TEXT EXCERPT
● ● ● ●

For one, a Norwegian writer whose name is Vigdis Hjorth. I really and truly love her books. They're really odd. They're very emotionally intense.
And I'm reading about the Arctic a lot right now. It's because of the mention of Franz Josef Land in one of your recent Paths Cross [with Andy Mann; love it]. That sent me down an Arctic obsession path. So now I'm gorging myself on Arctic things. I'm about to read Barry Lopez's Arctic Dreams.
I almost never read a novel twice, but I just re-read Susie Boyt’s Loved and Missed. She's Sigmund Freud's great-granddaughter. And the daughter of Lucian Freud, the painter. One of his many, many children. I read his biography recently, and he was really brilliant and really a dick. But anyway, this book is phenomenal.
What are you most proud of right now?
I'm proud of having a really calm household. I'm proud that my house feels like a sanctuary, where there are never loud arguments. There are never crazy emotional eruptions. The tenor of my household is chill as fuck. It's not anxious. It's just a calm space.
I fucking love that answer.
That was really hard as a Jewish, East Coast girl. And someone who's been through some shit. Cultivating everyday calm has been a major mission of mine. And I really feel like at midlife, I've nailed it.
That's awesome. You know I resonate, a fellow East Coast Jewish gal who grew up within dysfunction and those extremely volatile, emotional disruptions. Carried on the backs of our ancestors’ trauma I’m sure. And you’ve now been in this healthy relationship for a few years [psyched I finally got to put his face and an equally creative, whip-smart brain to his name]. It must have been so unfamiliar to you at first. Was there a light-bulb moment, like, Holy shit, I didn’t realize it could be this way?
Well, five years in, every day is a light bulb still. I just didn't know that this was available.
What made you not run from it?
A really good question. I think I did resist it for a while. My current relationship is far and away the best and healthiest relationship I've ever had. But I was still so traumatized from my previous relationship, so there were lots of ways that I tried to dodge things, or things would just make me burst into tears, or I would take space and not communicate about it, because I would just needed to protect myself from feeling vulnerable. And really, it was that I was with someone who was like, I'm just gonna hang in for this ride. So all of these habits and responses that I was so used to from a long, fucked-up relationship have gone away bit by bit. And we've unpacked them together, talked about them a lot. Everybody comes to relationships with their own baggage, so we've talked about his baggage too.

● ● ● ●

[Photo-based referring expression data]
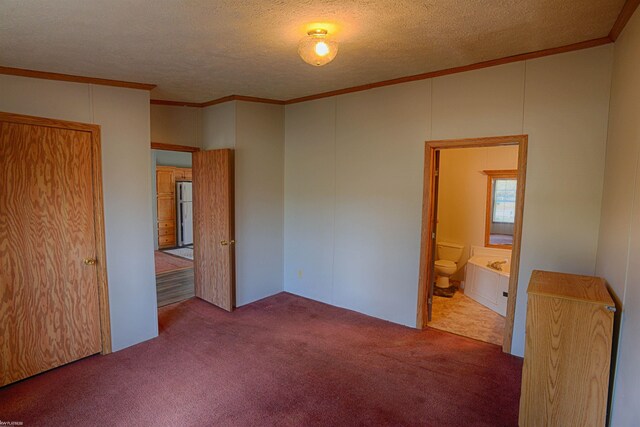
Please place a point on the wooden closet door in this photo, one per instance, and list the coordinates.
(213, 244)
(49, 306)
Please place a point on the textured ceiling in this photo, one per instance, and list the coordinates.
(198, 50)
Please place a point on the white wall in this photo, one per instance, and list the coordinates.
(176, 125)
(256, 132)
(353, 168)
(462, 194)
(123, 115)
(373, 166)
(619, 242)
(219, 126)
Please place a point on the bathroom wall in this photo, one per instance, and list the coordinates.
(123, 116)
(619, 242)
(462, 194)
(354, 168)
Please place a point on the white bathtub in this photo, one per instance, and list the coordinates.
(484, 284)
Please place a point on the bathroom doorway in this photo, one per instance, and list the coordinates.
(471, 242)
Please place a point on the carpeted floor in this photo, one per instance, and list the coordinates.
(284, 360)
(165, 262)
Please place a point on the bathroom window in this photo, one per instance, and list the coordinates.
(501, 208)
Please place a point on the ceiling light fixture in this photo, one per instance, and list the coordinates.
(317, 49)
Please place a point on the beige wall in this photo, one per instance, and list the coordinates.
(462, 194)
(256, 132)
(619, 243)
(354, 168)
(123, 115)
(219, 126)
(176, 125)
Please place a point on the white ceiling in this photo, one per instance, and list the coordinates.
(199, 50)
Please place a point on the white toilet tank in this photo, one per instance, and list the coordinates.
(450, 251)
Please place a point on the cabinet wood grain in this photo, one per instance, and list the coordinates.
(166, 178)
(569, 328)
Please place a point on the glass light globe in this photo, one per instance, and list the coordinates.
(316, 49)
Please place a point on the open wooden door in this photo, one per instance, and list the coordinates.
(53, 291)
(213, 228)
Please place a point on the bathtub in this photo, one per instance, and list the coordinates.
(487, 285)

● ● ● ●

WHAT TO WORK ON
1) Repeat the portion of the interview excerpt that begins at the words "What are you" and stops after the words "love that answer.", word for word.
2) According to the interview excerpt, whose great-granddaughter is Susie Boyt?

ANSWERS GIVEN
1)
What are you most proud of right now?
I'm proud of having a really calm household. I'm proud that my house feels like a sanctuary, where there are never loud arguments. There are never crazy emotional eruptions. The tenor of my household is chill as fuck. It's not anxious. It's just a calm space.
I fucking love that answer.

2) Sigmund Freud's.